#### RECORDS SHOWN
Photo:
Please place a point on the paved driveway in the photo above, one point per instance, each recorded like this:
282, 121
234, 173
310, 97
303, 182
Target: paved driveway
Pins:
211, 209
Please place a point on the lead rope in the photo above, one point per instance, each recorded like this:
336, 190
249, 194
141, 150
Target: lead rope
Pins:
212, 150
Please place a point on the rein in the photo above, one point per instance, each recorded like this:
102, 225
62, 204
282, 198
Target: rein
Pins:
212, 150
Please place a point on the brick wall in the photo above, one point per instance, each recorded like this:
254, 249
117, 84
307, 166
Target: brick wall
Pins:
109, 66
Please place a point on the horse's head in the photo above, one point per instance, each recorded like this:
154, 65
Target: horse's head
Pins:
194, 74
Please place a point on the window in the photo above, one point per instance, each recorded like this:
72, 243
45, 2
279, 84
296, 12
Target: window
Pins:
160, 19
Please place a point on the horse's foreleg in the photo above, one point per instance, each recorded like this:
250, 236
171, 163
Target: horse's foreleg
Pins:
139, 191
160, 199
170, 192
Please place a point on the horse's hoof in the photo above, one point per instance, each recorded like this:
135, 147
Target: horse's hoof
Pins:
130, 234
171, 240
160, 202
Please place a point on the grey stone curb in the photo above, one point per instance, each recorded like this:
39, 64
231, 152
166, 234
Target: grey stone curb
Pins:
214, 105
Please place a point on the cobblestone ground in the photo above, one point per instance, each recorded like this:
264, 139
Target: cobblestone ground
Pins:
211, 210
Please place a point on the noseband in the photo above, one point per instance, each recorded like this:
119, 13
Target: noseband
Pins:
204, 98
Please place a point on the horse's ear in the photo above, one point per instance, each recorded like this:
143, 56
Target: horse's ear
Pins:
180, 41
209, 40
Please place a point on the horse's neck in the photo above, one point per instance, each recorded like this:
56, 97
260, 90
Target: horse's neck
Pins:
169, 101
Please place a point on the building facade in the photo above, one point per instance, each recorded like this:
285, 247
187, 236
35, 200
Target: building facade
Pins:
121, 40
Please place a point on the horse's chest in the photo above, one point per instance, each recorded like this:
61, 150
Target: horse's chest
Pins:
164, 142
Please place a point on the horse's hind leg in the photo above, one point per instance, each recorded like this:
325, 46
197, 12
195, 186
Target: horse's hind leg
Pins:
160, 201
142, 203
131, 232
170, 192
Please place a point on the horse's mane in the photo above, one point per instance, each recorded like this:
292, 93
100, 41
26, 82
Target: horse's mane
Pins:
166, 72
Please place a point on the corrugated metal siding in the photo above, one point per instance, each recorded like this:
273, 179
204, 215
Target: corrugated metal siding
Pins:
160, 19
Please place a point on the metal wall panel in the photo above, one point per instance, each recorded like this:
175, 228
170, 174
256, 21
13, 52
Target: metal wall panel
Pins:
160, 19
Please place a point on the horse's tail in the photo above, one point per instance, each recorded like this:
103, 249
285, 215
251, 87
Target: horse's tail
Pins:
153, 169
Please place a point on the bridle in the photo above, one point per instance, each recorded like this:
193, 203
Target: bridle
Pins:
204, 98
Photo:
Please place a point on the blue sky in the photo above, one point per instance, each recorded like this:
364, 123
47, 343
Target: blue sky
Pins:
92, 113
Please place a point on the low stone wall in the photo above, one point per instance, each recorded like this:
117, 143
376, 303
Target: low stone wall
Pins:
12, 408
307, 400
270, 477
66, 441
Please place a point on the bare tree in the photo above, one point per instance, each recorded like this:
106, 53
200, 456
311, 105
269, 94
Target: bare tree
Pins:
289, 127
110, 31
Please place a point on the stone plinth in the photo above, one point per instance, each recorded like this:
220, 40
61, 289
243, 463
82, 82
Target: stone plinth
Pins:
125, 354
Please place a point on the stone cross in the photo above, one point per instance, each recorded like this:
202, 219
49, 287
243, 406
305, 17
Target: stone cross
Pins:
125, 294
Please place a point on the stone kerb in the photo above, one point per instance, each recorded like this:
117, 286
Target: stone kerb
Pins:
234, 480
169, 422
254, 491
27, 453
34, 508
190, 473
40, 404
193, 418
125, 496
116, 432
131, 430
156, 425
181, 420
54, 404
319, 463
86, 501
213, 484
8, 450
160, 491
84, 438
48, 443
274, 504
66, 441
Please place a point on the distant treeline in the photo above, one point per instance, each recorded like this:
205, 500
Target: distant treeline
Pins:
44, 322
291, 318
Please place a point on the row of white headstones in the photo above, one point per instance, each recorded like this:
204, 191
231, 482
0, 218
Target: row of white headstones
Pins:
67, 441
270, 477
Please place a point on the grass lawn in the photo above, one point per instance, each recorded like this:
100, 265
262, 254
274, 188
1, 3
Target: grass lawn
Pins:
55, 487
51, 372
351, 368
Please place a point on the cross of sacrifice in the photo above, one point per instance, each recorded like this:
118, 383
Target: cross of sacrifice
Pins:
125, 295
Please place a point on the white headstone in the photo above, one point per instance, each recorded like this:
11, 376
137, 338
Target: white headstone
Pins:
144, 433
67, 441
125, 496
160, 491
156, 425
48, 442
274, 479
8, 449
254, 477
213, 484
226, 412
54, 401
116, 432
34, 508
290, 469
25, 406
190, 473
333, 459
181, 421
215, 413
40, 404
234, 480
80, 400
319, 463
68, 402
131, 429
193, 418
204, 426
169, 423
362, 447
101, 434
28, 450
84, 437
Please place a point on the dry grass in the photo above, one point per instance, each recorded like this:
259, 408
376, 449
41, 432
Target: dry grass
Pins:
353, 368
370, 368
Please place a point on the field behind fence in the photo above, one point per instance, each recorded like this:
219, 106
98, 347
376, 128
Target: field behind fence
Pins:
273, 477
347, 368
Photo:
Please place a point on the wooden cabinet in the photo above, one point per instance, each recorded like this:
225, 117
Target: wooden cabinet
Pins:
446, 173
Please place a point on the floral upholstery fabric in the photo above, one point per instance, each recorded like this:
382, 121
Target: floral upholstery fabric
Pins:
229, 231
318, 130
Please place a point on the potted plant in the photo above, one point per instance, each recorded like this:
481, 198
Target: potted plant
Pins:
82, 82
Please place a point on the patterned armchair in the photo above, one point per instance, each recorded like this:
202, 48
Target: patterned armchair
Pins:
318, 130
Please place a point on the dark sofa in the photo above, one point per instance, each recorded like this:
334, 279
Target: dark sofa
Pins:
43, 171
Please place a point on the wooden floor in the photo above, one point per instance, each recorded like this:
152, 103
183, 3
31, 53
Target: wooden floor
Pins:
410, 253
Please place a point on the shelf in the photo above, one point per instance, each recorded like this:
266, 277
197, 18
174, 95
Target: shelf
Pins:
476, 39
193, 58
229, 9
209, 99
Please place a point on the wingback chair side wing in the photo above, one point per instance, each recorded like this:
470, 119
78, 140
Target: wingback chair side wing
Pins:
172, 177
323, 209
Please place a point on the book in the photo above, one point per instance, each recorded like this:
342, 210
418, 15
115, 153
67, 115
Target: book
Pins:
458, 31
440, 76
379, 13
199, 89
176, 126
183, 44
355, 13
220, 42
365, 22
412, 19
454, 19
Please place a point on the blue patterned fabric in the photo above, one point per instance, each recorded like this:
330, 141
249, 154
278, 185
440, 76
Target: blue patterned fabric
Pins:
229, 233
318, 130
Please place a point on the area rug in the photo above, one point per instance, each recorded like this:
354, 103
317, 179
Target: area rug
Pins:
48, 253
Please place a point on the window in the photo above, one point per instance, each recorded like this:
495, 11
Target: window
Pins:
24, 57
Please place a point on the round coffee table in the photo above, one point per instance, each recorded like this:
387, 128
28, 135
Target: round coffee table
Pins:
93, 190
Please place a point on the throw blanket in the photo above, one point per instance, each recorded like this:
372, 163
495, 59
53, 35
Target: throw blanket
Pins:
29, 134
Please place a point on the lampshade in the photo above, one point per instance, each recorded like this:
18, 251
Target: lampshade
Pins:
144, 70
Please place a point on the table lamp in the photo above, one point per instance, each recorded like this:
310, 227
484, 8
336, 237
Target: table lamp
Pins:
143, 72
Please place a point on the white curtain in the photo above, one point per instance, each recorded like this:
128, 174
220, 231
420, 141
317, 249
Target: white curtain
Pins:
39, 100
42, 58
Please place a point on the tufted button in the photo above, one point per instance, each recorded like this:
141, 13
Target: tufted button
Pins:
########
> _WORK TO BE COMPLETED_: Take the lines above from the one containing "Please place a point on the stone plinth" to the one containing "Target: stone kerb" and retype them exactly, both ends included, with nothing added.

> _OUTPUT OF THE TASK_:
Please place a point on the stone plinth in the photo above, one point per instance, each recorded like this:
220, 40
61, 289
243, 463
82, 82
Target: stone plinth
Pins:
125, 354
Please place a point on the stone cross in the photo above, one point per instance, each recorded like this:
202, 219
49, 287
243, 406
305, 17
Target: stone cross
Pins:
125, 294
Please place a point on the stone kerb in the photo above, one point per instance, each recorded like this:
117, 286
Target: stone kerb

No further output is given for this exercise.